EXERCISE TASKS
(1) In the passage on dental treatment for older patients, what did the cardiologist say the 84-year-old attorney could not have?
(2) Continue the passage on dental treatment for older patients, starting right after its last sentence.

PASSAGE PROVIDED
____

Patients who are between 60 and 70 often ask Houston Cosmetic Dentist, Dr. Konig—“Do I really need to do this treatment?”
When assessing what would be within the patient’s best interests, he explains the viable options before giving his professional opinion. Since it is ultimately the patient’s choice, he feels it is his responsibility as a medical professional and a care provider to inform them of possible procedures. These options range from doing nothing to the best possible care.
Based on the fact that the average lifespan for Americans has risen significantly and having the ability to eat, chew, and smile plays a role in this as well. Beyond aging, there are other health considerations and circumstances that determine what options exist for particular patients. Consider these two patients we have seen in the past month:
- An 84 year-old powerhouse attorney at a major law firm recently has had significant cardiac issues. This gentleman was in need of dental implants as his bridges and teeth were broken and falling out including the front teeth. His fractured smile produced problems eating and cosmetic insecurity since he no longer felt comfortable smiling. Finances were not the issue; rather it was his rigorous work schedule and history of subpar dental care options. Our options were also curtailed by his cardiologist’s professional assessment that he can have absolutely no dental work or extractions or implants. By the time he came into the office, all we could do to help this gentleman is re-cement bridges and crowns that fell out and have him on a soft diet.

____

DATA RECORDS
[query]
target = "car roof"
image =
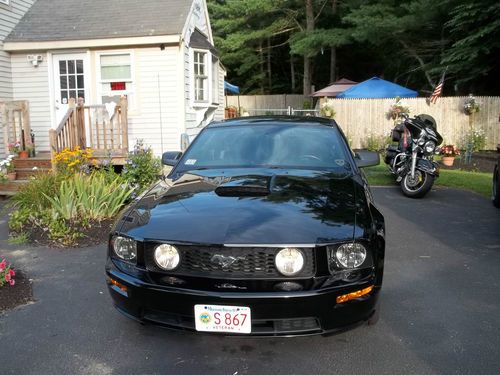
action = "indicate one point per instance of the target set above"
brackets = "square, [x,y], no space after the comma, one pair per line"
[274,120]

____

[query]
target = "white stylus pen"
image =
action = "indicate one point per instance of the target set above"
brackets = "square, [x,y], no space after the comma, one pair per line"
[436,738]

____

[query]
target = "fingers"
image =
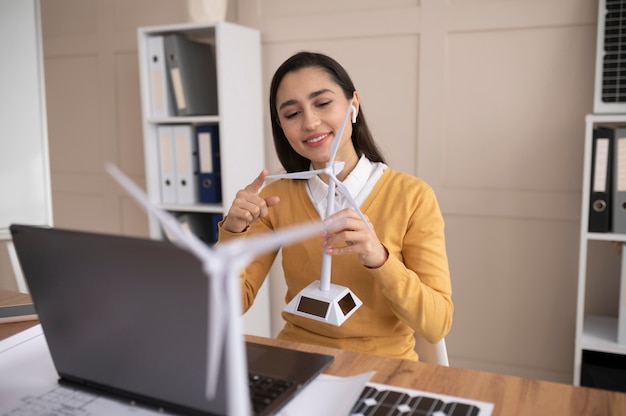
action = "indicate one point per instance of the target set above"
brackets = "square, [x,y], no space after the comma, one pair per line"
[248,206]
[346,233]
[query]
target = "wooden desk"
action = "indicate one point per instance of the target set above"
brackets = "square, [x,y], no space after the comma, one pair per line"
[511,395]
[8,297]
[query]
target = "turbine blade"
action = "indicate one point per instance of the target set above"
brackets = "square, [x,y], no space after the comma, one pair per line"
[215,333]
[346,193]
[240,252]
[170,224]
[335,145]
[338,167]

____

ANSWER SET
(1) Absolutely no dental work, extractions, or implants.

(2)
- A 90 year-old lady in decent health was referred to our office last week by her son. Her front tooth broke off at the gum line and it had to be extracted. She is healthy enough for an extraction, but not other surgical dentistry. Since she has had dental implants and elected through the years to proceed with the best care available—we were able to use her dental implants adjacent to the tooth she broke to place an implant bridge without surgery!
The purpose of sharing these stories is twofold: to consider restorative care while healthy, and assess limitations different patients face to do the best possible work. Age is a factor, but not the only one, since health, finances, and dental history often dictate what treatment options is available. In fact, we have a patient who is 106 and has dental implants and no dentures.